What the task requires:
Keep every word of the listing and drop the images when you write it out.

Data shown:
-*-*-

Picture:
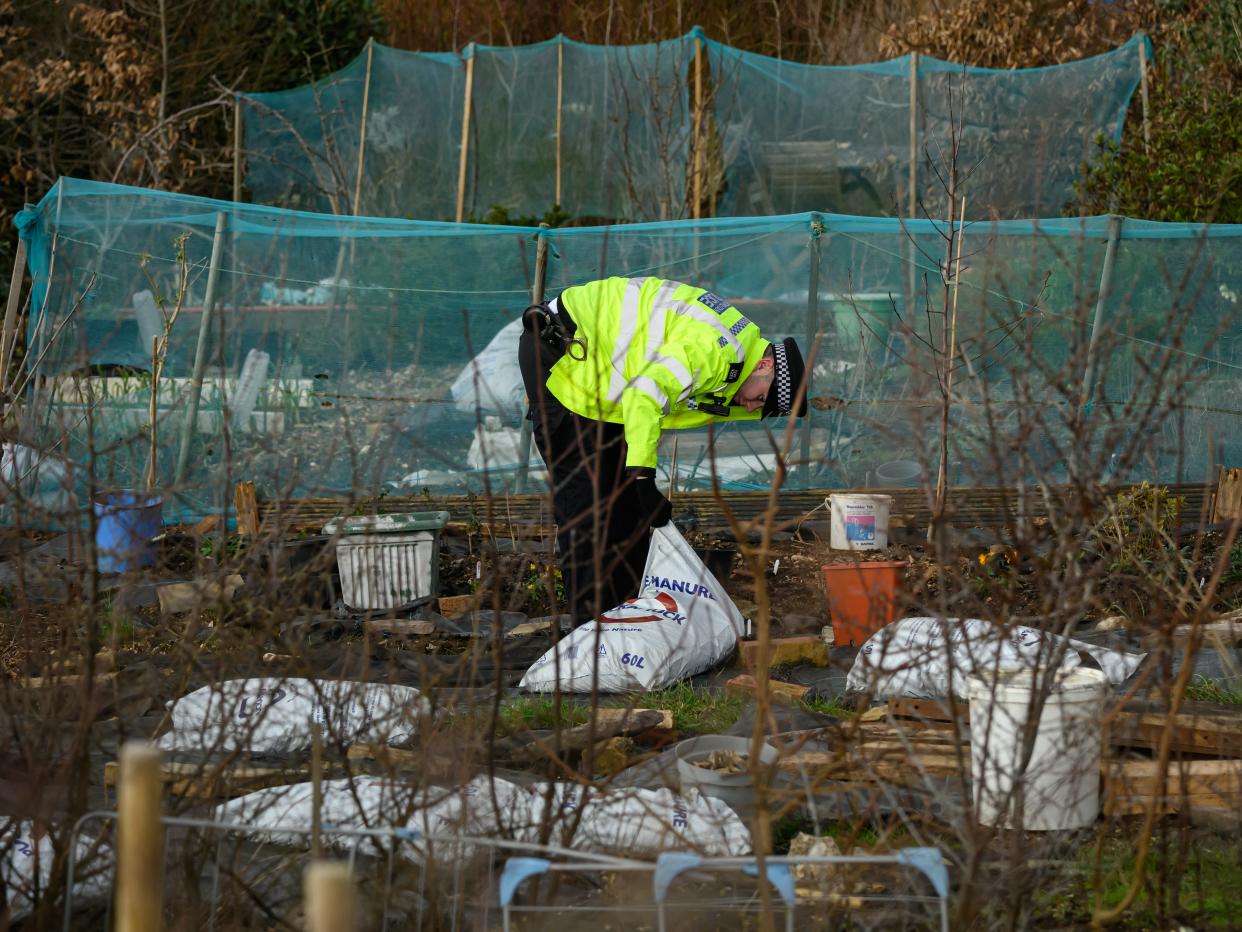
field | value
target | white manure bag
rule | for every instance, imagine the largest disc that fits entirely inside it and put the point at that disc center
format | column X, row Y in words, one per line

-*-*-

Solution for this task:
Picture:
field | value
target | white manure bag
rule | for every instance, imagine the largest disc that fits entirely inside it and put the point at that disc center
format | column X, row Y in words, one per line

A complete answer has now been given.